*** SOURCE EXTRACT

Amid growing investor pressure for companies to link executive compensation – at least to some degree – to ESG factors, there remains widespread uncertainty about how boards should approach the issue. But the outline of best practice is beginning to emerge, according to professionals.
The connections between ESG and compensation ‘are evolving in real time,’ Wendy Cassity, executive vice president and chief legal officer with Nuance Communications, told the audience during a panel at the Corporate Secretary Forum – Governance Priorities in 2021.
Fellow panelist Jonas Kron, chief advocacy officer with Trillium Asset Management, agreed. He added that it will take time to reach a ‘new normal’ around this approach to executive compensation and noted that a company’s size and industry greatly affect the extent to which ESG issues such as climate change are relevant.
He also outlined some thoughts on how boards can address executive compensation in this new context. For example, he said they should consider whether pay is being linked to a material ESG issue. Although there is room for qualitative links, investors will be looking for more quantitative ties and meaningful weights. ‘We want it to be something that’s not just a rounding error,’ Kron said.

******
*** INPUT FOR THIS TASK

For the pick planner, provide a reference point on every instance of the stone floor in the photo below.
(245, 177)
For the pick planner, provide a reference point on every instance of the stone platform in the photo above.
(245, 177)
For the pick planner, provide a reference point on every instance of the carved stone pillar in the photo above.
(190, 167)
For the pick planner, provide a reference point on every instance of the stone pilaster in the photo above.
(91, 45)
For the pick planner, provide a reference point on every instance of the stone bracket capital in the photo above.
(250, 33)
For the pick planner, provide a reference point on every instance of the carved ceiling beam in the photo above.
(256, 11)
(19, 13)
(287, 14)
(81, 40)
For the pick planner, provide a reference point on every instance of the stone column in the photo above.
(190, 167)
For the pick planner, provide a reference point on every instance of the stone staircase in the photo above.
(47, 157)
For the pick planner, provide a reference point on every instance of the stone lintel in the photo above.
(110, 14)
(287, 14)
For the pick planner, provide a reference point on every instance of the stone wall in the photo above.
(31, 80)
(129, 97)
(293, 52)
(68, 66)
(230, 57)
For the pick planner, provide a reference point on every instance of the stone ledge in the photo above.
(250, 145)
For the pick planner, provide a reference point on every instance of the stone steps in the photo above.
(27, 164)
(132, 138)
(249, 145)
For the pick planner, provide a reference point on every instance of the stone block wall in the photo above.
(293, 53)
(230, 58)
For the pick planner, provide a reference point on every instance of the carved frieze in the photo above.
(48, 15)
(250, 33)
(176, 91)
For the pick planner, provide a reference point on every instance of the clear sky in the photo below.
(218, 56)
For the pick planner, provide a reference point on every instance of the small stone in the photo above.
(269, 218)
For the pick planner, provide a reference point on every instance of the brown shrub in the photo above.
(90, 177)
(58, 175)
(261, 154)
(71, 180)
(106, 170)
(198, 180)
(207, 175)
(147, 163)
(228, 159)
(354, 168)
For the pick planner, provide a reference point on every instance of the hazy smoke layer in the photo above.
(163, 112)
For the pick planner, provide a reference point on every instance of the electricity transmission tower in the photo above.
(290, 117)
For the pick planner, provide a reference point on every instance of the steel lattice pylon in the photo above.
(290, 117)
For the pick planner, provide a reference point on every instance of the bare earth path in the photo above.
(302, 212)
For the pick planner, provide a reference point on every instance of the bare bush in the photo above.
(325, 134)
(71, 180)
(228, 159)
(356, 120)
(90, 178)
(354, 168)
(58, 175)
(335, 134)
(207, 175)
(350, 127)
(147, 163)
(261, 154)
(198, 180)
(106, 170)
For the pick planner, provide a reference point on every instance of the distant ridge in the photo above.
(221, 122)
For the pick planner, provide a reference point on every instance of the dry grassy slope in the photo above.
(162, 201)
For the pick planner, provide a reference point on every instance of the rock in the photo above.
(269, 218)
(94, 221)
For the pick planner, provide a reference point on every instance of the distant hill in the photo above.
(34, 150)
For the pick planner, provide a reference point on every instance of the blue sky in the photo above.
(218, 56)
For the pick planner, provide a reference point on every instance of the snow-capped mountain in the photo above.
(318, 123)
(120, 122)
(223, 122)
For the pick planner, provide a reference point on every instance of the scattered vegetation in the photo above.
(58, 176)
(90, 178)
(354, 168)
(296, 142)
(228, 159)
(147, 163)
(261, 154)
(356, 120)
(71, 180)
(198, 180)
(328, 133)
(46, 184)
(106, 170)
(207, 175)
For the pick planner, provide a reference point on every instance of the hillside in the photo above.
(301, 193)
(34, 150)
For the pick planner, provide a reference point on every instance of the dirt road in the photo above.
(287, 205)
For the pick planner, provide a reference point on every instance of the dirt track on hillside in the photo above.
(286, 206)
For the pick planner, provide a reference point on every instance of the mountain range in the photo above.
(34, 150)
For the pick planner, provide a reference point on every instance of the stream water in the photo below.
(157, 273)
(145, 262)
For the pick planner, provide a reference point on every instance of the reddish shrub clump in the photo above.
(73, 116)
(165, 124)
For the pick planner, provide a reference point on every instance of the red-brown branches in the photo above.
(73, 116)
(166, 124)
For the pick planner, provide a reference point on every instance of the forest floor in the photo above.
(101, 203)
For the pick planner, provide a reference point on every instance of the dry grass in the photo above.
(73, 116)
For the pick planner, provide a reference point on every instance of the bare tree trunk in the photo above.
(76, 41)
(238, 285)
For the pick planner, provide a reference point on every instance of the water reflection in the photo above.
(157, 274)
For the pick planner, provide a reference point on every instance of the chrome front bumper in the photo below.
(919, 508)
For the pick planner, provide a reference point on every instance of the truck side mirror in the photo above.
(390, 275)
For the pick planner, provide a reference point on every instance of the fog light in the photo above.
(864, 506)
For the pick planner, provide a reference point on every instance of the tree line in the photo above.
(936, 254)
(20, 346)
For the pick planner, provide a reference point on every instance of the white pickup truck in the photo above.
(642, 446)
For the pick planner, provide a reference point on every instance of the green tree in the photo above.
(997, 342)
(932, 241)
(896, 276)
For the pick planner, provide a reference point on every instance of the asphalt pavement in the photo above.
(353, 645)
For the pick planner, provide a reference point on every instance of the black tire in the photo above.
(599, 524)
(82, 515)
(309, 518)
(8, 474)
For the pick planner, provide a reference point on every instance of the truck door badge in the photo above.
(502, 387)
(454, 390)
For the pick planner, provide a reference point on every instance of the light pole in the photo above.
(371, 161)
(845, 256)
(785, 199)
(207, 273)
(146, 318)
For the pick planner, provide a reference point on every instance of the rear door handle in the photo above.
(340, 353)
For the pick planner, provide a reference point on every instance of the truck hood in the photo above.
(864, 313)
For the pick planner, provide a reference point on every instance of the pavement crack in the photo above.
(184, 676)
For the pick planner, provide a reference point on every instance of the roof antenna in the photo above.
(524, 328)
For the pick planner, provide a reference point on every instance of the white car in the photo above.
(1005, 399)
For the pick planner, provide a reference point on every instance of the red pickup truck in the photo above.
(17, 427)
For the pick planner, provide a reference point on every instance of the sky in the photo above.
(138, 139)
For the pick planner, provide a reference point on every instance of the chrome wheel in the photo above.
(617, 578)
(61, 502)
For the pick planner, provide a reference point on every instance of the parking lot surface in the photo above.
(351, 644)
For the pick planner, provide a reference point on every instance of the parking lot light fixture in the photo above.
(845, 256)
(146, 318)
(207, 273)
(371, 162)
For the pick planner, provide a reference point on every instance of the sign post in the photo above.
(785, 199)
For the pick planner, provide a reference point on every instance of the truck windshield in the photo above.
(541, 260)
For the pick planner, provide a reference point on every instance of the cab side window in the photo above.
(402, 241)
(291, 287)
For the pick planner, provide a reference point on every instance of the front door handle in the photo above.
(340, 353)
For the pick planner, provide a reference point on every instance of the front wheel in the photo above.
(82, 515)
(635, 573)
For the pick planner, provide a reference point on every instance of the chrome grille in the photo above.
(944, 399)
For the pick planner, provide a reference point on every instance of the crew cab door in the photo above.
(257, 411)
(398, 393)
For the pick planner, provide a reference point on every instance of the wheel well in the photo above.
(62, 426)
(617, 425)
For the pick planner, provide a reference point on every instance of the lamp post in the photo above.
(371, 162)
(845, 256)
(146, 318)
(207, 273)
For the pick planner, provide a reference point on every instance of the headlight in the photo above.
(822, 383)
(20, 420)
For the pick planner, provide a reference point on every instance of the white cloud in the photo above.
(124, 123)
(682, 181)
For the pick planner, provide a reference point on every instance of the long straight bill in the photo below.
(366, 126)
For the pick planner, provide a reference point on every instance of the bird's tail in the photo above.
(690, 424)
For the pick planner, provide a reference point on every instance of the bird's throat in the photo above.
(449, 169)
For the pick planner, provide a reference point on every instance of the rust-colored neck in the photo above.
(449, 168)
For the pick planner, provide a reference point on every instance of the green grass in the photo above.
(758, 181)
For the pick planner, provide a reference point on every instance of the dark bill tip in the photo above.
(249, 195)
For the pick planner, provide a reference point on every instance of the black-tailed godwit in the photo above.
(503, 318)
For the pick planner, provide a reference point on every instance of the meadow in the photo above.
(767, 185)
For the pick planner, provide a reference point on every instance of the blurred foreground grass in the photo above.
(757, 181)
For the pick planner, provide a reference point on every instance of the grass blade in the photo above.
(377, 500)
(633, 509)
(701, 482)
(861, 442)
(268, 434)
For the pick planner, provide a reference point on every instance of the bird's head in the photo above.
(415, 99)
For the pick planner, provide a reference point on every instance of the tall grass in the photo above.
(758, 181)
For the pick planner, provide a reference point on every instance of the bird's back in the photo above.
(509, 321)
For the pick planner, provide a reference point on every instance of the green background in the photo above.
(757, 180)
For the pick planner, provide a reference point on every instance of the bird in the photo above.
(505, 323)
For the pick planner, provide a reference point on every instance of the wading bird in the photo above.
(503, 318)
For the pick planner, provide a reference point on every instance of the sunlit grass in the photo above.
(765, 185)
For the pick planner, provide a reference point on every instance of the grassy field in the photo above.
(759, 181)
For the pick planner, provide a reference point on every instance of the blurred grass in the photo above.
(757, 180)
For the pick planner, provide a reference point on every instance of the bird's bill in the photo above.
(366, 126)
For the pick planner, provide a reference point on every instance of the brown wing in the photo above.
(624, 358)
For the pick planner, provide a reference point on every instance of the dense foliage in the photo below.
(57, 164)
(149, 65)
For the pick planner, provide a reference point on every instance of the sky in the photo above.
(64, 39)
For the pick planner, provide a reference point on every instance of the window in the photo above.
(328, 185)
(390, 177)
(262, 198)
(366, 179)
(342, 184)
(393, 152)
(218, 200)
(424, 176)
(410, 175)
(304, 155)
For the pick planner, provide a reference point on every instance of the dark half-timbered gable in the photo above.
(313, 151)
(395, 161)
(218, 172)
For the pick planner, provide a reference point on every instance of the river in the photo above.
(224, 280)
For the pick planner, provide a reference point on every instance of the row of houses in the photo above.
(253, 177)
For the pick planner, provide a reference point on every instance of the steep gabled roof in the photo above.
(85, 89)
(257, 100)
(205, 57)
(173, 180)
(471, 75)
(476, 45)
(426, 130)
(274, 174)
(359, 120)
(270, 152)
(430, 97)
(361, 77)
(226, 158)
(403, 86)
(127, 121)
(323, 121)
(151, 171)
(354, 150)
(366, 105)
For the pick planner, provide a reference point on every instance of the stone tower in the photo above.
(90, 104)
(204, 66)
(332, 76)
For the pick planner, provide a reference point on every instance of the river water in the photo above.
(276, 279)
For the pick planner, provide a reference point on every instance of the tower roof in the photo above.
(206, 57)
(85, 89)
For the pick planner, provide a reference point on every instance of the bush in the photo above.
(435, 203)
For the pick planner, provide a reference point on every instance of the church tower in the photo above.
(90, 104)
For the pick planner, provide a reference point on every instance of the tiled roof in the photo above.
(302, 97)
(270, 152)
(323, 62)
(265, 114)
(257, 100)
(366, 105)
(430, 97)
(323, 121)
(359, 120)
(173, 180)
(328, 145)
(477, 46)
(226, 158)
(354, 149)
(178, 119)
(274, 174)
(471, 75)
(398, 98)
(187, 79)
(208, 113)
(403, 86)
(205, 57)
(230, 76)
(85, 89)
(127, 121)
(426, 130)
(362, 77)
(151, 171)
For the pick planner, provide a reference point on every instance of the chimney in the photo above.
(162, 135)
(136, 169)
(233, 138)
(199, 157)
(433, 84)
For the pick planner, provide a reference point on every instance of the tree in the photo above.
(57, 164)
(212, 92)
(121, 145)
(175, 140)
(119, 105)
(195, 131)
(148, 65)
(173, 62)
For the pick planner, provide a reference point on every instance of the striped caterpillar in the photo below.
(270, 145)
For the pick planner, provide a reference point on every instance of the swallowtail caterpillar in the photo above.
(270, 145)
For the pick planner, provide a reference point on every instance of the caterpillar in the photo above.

******

- WHAT THIS EXERCISE ASKS:
**a)** Reproduce the passage of the article on ESG and executive compensation from "He also outlined" to "error,’ Kron said.".
**b)** Locate each line of the entries that contains the word "carved" and copy every such line.

- COMPLETE ANSWERS:
**a)**
He also outlined some thoughts on how boards can address executive compensation in this new context. For example, he said they should consider whether pay is being linked to a material ESG issue. Although there is room for qualitative links, investors will be looking for more quantitative ties and meaningful weights. ‘We want it to be something that’s not just a rounding error,’ Kron said.

**b)**
For the pick planner, provide a reference point on every instance of the carved stone pillar in the photo above.
For the pick planner, provide a reference point on every instance of the carved ceiling beam in the photo above.
For the pick planner, provide a reference point on every instance of the carved frieze in the photo above.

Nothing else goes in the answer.